▸ **Given exercise**: Copy out every line below, from the one containing "Goal: identify parrot's red head" down to the one containing "[0,50,93,85]", including both of those lines.

▸ **Dataset content**:
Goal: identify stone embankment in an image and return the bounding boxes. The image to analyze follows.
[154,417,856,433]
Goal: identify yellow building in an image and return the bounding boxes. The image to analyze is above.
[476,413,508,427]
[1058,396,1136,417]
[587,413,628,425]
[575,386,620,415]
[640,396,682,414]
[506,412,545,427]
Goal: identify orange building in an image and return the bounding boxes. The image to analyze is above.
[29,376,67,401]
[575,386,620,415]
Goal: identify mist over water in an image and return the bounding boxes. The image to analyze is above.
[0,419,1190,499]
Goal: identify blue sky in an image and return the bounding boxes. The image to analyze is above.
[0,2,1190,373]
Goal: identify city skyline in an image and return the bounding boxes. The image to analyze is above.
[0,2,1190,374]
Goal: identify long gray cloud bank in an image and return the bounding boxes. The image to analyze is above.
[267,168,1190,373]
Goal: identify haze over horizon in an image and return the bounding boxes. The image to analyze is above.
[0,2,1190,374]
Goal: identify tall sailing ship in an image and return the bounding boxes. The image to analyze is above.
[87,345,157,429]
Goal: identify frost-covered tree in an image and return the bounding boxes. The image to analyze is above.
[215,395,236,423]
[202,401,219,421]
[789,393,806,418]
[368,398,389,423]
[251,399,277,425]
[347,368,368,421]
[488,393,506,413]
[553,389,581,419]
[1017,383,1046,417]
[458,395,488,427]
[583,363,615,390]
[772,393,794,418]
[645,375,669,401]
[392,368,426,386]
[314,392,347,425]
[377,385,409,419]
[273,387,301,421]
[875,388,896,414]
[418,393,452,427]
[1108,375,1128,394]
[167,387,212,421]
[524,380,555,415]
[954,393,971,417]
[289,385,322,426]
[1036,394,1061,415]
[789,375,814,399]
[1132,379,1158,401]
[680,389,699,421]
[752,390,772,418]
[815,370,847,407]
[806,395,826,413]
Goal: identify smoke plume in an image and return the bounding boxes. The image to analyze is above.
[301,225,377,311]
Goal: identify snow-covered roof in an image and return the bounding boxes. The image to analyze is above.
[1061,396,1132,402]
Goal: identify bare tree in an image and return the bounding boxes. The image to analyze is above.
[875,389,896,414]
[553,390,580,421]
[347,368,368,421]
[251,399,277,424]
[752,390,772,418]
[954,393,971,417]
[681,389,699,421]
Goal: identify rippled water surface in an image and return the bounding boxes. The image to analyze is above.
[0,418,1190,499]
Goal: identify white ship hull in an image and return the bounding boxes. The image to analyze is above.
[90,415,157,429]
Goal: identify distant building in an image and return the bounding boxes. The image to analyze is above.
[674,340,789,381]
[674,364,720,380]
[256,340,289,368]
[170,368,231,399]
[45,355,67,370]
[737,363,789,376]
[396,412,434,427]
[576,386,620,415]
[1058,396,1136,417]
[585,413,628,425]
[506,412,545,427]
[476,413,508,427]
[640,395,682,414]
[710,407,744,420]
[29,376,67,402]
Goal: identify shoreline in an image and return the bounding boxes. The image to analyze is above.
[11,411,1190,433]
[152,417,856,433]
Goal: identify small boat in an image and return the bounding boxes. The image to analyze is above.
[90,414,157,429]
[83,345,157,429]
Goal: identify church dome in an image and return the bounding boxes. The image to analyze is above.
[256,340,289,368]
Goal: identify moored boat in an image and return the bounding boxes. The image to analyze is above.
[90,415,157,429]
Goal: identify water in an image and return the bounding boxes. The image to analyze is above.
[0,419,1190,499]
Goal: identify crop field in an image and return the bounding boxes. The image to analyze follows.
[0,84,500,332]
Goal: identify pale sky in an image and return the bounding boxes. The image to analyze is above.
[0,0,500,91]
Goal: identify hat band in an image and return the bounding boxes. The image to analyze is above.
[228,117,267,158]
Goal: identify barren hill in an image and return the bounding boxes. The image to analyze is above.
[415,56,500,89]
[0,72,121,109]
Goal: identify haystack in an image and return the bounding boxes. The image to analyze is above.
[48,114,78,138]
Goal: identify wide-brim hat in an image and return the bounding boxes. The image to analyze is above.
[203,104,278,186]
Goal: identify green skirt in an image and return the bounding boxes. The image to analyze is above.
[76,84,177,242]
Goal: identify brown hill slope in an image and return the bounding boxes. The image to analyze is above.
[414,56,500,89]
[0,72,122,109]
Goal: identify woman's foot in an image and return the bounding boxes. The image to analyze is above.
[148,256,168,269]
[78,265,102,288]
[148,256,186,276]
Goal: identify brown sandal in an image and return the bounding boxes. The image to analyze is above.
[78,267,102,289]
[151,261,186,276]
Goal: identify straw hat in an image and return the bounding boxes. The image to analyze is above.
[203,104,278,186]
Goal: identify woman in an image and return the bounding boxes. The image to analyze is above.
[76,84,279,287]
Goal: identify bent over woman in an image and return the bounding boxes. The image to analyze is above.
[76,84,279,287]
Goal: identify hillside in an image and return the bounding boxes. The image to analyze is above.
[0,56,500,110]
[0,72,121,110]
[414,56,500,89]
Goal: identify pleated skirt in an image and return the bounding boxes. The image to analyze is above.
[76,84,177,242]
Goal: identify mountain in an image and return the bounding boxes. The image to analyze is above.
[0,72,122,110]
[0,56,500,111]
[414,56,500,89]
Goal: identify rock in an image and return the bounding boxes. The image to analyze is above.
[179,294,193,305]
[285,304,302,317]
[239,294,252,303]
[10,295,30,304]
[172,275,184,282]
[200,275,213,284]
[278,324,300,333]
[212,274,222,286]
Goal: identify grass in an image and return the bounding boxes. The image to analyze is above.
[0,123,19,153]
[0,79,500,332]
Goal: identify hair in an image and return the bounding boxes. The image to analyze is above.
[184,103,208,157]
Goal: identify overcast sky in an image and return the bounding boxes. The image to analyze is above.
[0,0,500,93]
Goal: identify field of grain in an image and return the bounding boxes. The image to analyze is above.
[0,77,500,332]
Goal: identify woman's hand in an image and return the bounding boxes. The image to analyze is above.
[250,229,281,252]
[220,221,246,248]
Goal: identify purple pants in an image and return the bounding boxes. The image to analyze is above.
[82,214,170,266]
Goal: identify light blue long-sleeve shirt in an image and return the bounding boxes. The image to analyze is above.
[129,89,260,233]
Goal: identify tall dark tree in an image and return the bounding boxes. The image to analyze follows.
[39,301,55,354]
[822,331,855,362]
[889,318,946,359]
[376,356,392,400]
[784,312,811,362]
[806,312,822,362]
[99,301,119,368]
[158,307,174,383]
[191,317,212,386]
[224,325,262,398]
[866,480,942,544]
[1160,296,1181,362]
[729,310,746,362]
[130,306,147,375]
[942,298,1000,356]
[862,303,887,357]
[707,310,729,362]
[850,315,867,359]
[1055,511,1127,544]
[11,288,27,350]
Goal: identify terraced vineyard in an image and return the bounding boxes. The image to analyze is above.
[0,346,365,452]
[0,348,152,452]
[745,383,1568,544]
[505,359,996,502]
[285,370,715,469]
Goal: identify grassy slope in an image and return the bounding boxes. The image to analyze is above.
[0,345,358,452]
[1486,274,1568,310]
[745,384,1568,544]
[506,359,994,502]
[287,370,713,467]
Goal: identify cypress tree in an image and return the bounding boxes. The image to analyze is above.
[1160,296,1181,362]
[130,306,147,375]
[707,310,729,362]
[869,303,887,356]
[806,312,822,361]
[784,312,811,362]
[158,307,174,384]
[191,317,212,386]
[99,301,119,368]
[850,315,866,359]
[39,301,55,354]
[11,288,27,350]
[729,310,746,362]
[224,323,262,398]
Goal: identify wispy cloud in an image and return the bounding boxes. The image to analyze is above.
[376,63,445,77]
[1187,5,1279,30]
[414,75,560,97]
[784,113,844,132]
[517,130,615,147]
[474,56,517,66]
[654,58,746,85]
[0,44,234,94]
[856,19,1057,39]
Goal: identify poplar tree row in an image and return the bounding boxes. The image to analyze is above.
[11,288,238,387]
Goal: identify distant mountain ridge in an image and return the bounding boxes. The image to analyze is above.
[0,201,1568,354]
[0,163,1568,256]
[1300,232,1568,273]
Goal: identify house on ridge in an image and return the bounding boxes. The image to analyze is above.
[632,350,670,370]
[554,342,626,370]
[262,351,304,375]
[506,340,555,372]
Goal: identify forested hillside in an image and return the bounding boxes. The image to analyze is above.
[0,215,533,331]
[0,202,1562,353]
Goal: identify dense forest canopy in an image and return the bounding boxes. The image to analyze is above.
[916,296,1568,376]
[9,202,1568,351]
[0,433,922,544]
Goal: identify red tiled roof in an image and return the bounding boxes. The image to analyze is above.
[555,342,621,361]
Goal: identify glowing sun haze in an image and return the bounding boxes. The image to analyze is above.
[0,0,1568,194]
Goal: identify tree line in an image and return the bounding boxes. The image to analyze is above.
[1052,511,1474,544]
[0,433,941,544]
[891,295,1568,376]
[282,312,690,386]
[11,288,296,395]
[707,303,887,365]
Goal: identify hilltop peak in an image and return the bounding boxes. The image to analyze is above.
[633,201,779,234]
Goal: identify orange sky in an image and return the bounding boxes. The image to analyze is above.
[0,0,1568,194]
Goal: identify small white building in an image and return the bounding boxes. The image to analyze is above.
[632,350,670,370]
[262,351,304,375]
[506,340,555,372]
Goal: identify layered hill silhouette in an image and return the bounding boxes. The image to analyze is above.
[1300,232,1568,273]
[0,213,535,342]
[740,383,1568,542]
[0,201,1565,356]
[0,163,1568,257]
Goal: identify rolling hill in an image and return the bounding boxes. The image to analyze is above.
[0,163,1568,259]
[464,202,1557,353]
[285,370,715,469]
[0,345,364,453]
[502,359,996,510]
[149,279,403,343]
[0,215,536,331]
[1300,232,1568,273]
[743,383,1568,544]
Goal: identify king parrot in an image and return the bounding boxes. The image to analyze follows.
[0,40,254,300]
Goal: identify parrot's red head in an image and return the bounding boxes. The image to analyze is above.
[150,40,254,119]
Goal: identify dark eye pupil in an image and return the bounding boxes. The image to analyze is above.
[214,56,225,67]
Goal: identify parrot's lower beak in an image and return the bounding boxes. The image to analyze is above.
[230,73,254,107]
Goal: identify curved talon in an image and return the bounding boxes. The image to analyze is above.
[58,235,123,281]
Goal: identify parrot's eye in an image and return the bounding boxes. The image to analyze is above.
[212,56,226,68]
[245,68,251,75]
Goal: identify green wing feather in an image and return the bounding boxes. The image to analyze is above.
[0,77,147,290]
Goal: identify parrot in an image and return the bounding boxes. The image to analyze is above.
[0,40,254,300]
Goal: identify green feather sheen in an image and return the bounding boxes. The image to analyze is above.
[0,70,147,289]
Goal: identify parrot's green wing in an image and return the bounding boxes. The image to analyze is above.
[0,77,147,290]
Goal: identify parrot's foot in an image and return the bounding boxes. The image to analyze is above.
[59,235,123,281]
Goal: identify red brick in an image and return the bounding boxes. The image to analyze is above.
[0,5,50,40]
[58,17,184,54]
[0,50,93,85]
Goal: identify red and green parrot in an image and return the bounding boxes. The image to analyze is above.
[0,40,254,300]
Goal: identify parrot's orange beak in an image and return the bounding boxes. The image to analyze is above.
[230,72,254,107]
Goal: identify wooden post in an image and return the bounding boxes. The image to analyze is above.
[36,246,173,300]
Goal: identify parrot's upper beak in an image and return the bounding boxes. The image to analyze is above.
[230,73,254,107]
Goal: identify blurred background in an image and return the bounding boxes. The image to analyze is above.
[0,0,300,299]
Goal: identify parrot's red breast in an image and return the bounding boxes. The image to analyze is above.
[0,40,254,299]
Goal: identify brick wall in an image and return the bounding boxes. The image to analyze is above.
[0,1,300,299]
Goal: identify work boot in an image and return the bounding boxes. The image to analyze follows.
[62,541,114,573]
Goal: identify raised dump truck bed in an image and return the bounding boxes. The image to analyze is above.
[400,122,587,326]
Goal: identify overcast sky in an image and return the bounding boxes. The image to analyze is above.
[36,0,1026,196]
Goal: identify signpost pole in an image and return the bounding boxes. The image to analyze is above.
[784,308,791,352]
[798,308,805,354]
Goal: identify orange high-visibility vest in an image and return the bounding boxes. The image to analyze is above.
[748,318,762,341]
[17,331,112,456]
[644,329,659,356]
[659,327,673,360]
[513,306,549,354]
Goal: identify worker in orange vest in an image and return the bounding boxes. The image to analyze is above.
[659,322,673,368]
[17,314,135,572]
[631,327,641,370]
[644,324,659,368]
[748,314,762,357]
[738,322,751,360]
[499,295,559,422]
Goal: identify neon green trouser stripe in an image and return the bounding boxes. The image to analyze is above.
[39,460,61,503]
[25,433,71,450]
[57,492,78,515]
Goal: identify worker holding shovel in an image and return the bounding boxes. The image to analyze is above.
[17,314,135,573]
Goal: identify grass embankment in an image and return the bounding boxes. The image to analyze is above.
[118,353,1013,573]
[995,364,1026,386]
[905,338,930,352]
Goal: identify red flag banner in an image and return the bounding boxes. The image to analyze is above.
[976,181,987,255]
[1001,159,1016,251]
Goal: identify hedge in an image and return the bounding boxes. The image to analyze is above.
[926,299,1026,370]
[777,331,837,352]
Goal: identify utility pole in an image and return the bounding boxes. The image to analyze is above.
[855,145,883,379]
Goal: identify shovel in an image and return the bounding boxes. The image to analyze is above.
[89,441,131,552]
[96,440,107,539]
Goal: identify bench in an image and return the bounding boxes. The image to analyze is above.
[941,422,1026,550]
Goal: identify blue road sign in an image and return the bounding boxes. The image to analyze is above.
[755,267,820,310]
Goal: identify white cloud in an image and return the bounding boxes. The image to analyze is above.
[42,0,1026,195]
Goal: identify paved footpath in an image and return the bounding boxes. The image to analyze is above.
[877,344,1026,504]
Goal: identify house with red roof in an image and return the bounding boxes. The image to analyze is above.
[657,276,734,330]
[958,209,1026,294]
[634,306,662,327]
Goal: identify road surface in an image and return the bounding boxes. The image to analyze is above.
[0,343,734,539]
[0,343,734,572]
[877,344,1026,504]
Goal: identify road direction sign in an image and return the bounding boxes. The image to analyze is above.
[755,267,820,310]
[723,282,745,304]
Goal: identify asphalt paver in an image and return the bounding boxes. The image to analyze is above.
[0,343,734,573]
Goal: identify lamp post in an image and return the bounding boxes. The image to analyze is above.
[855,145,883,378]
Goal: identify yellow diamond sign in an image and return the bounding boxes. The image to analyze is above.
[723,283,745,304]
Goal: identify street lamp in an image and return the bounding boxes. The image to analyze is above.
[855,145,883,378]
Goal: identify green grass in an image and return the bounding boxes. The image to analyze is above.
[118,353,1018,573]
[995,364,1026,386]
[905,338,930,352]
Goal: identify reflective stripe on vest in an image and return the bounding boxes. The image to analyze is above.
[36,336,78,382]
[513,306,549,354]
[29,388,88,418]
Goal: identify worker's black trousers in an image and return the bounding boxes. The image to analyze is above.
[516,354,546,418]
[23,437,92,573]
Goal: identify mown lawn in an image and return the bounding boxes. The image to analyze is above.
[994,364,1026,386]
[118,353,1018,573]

▸ **Correct result**:
Goal: identify parrot's red head in an image and return the bounding boxes. The image to analyze is above.
[150,40,254,119]
Goal: identify dark eye pupil in an image and return the bounding boxes. The image to analyze is above.
[214,56,225,67]
Goal: identify parrot's lower beak in an image and return the bounding boxes. The image to analyze is above.
[230,73,254,107]
Goal: identify curved talon in an image and return the bounding boxes. The image to analyze is above.
[58,235,123,281]
Goal: identify parrot's eye in an image and return the bounding boxes. The image to analyze is above.
[212,56,226,68]
[245,68,251,75]
Goal: identify green wing feather in an image and return the bounding boxes. The image to analyze is above.
[0,77,147,290]
Goal: identify parrot in an image and return the bounding boxes. The image to analyze is above.
[0,40,254,300]
Goal: identify green feather sheen in an image and return the bounding boxes. The image to analyze is above.
[0,70,147,289]
Goal: identify parrot's green wing in an image and return the bounding boxes. The image to analyze is above.
[0,77,147,290]
Goal: identify parrot's foot in an image and return the bounding boxes. The image to analyze is above.
[59,235,123,281]
Goal: identify red brick in an image and return the bounding boxes. The image to analyze is above.
[0,5,50,40]
[58,17,184,54]
[0,50,93,85]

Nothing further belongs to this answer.